## TRAVAIL À EFFECTUER
#1 Recopiez fidèlement, dans l'extrait sur le belcanto romantique, le passage qui va de « 3. Les Puritains, une » à « XVIIIe siècle !). ».
#2 Reprenez la rédaction de l'extrait sur le belcanto romantique à l'endroit où il s'interrompt, et poursuivez-le.

## EXTRAIT DU TEXTE
§

En revanche, du fait du cahier des charges différent, ces compositeurs réussissent souvent très bien dans l'opéra français (Guillaume Tell, Moïse et Pharaon, La Favorite, Les Martyrs...), et les adaptations italiennes (sauf pour Poliuto, l'original des Martyrs) de ces ouvrages se révèlent par conséquent considérablement plus intéressantes que les productions directement destinées à la Péninsule.
Ce n'est donc pas tant le talent intrinsèque des compositeurs que le cahier des charges qui crée de la frustration.

3. Les Puritains, une exception

Les Puritains de Bellini (1835) occupent véritablement une place à part, pour plusieurs raisons. Si bien qu'il s'agit, à mon gré, du plus bel opéra du belcanto romantique sérieux, et d'une des très belles pièces du répertoire d'opéra en général. Qui puisse s'en approcher parmi ses contemporains italiens, je ne vois guère que Norma (1831) par le même, et Il Diluvio Universale (1830) de Donizetti (musicalement beaucoup plus recherché que la norme - et d'ailleurs sur un livret inspiré à la fois de la Bible, de Byron et d'une tragédie italienne de la seconde moitié du XVIIIe siècle !).

Pourquoi ce statut particulier des Puritains ?

D'abord, un livret assez astucieux du comte Carlo Pepoli, inspiré d'Ancelot & Saintine (Têtes rondes et cavaliers). Le début de l'oeuvre, avec les personnages émergeant un à un de l'église (même si les didascalies recommandent des changements de tableau), l'organisation de duos assez originaux (récit des dernières volontés fléchies du père d'Elvira, Arturo Talbot suppliant la Reine de vivre, le duel manqué avec Riccardo Forth...), l'étrange fin reposant sur une longue supplique (Credasi misera)...

§

## DONNÉES FOURNIES
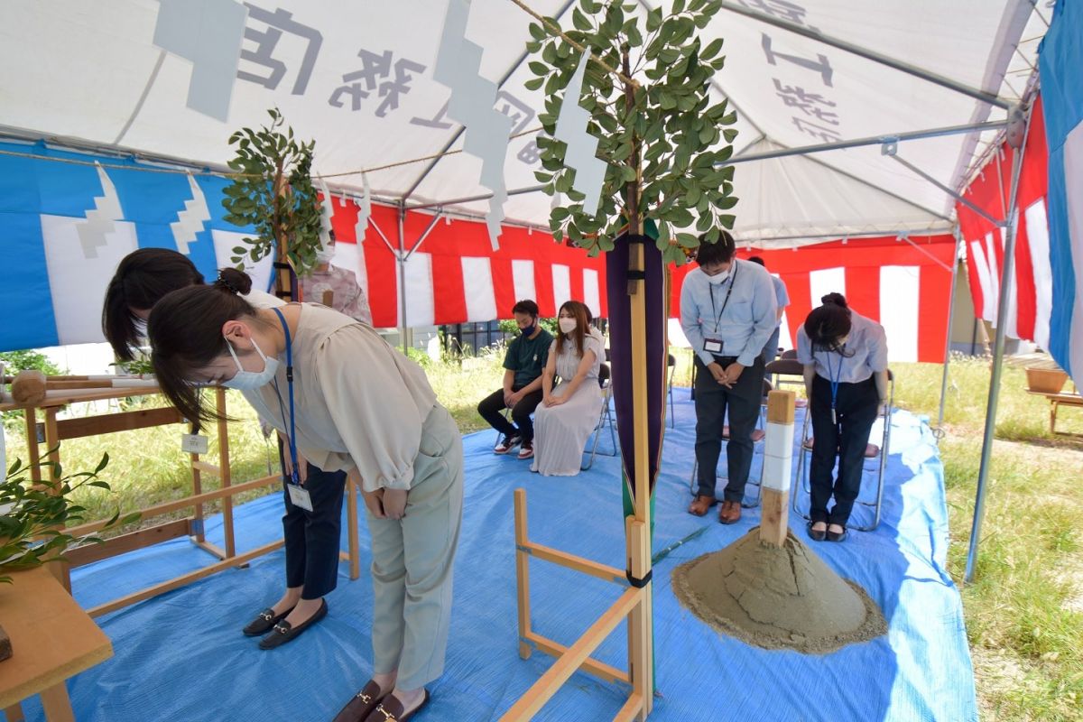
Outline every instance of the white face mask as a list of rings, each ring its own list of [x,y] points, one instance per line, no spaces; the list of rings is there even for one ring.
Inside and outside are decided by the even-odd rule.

§

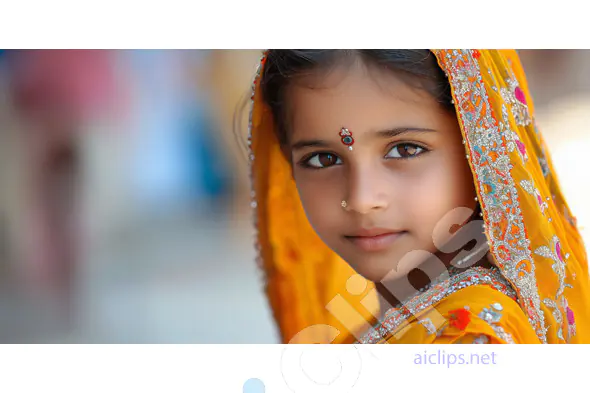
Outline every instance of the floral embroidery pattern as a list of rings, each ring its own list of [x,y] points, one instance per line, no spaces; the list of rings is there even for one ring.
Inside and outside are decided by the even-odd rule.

§

## RÉPONSES DÉFINITIVES
#1
3. Les Puritains, une exception

Les Puritains de Bellini (1835) occupent véritablement une place à part, pour plusieurs raisons. Si bien qu'il s'agit, à mon gré, du plus bel opéra du belcanto romantique sérieux, et d'une des très belles pièces du répertoire d'opéra en général. Qui puisse s'en approcher parmi ses contemporains italiens, je ne vois guère que Norma (1831) par le même, et Il Diluvio Universale (1830) de Donizetti (musicalement beaucoup plus recherché que la norme - et d'ailleurs sur un livret inspiré à la fois de la Bible, de Byron et d'une tragédie italienne de la seconde moitié du XVIIIe siècle !).

#2
Néanmoins, ce livret n'évite pas les platitudes, en particulier son acte consacré tout entier à la description de la folie qu'il évoquait pourtant fort bien à la fin de l'acte I. Ni librettiste ni compositeurs n'avaient vraiment le choix, il s'agit d'un invariant du genre, qui permet quantité de coloratures supposées « crédibles » - puisque les folles chantent avec inspiration. Mais cela reste assez superfétatoire.

Sur cette matière-première plutôt meilleure qu'à l'habitude, Bellini parvient à créer une atmosphère d'une qualité exceptionnelle.

L'harmonie

Déjà, rien qu'au sens purement musical, il se passe beaucoup plus de choses qu'à l'accoutumée.

Il suffit de regarder les premières mesures de l'opéra, une petite fanfare qui n'a l'air de rien.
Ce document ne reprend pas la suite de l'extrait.